Instructions to follow> From the line containing "Exercise. Pick out the tractor mudguard" through the last line of the records, print every line exactly and nothing more.

[[ Records shown, beginning ]]

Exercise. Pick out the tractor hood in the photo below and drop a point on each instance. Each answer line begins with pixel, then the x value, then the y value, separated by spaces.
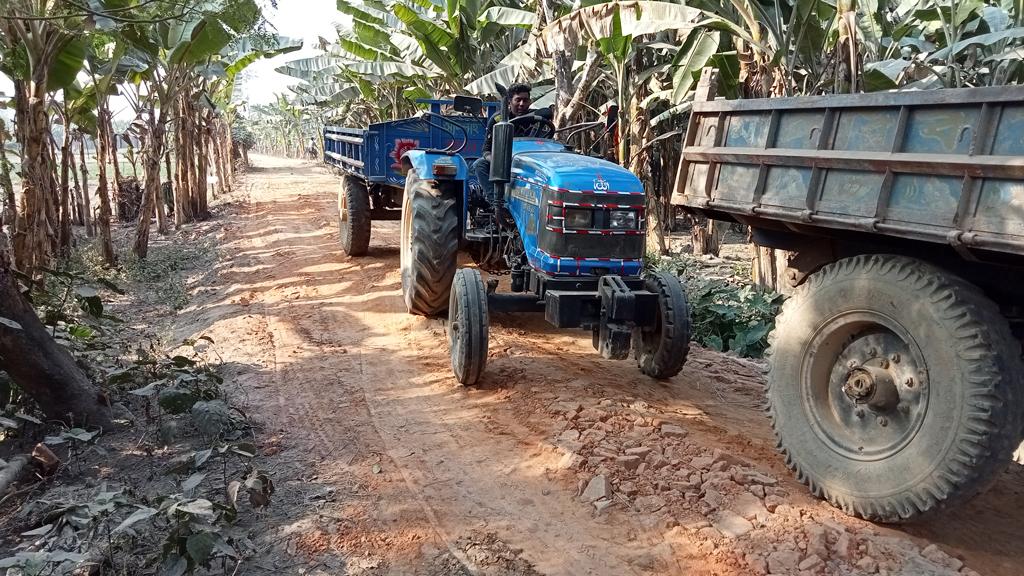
pixel 577 215
pixel 557 167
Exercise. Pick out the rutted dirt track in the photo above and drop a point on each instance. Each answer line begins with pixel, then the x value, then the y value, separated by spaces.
pixel 385 465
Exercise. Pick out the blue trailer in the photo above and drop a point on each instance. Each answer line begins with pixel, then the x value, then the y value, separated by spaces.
pixel 371 160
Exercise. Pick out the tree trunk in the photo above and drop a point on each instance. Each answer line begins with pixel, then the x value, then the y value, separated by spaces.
pixel 563 65
pixel 202 171
pixel 112 140
pixel 76 197
pixel 162 225
pixel 67 160
pixel 35 234
pixel 8 215
pixel 102 190
pixel 707 237
pixel 768 269
pixel 38 365
pixel 226 161
pixel 183 191
pixel 86 193
pixel 152 157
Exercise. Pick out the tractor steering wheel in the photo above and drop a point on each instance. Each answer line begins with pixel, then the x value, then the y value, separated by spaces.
pixel 535 118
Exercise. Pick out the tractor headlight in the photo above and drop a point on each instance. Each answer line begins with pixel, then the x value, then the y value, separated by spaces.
pixel 623 219
pixel 576 217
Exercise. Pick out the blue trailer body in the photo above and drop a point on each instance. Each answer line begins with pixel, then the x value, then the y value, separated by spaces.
pixel 375 154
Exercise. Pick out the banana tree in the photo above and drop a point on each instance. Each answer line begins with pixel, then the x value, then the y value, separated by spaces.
pixel 169 52
pixel 615 28
pixel 41 56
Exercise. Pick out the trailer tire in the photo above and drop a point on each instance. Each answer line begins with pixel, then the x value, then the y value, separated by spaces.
pixel 660 352
pixel 429 245
pixel 353 216
pixel 468 326
pixel 893 387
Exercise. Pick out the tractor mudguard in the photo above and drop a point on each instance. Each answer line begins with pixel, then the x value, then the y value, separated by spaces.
pixel 423 162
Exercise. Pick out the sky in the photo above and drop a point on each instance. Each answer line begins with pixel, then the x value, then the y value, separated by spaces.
pixel 306 19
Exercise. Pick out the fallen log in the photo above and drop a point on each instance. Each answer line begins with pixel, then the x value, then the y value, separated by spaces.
pixel 10 472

[[ Records shown, end ]]

Answer space>
Exercise. Pick out the tractor mudguard in the photo above and drop a point on each instance. Each answer line begins with pixel, then the x value, then the y value, separated by spaces.
pixel 423 162
Exercise. Pick out the sky in the photo above and drop a point on each instance. Each answer line begins with pixel, then the x value, then the y value, separated by spaces.
pixel 306 19
Exercise. Pick out the fallen log in the photo above and drop a point on each instance. Each answer line begins with pixel, then the x value, then the y value, separated by spaces.
pixel 10 472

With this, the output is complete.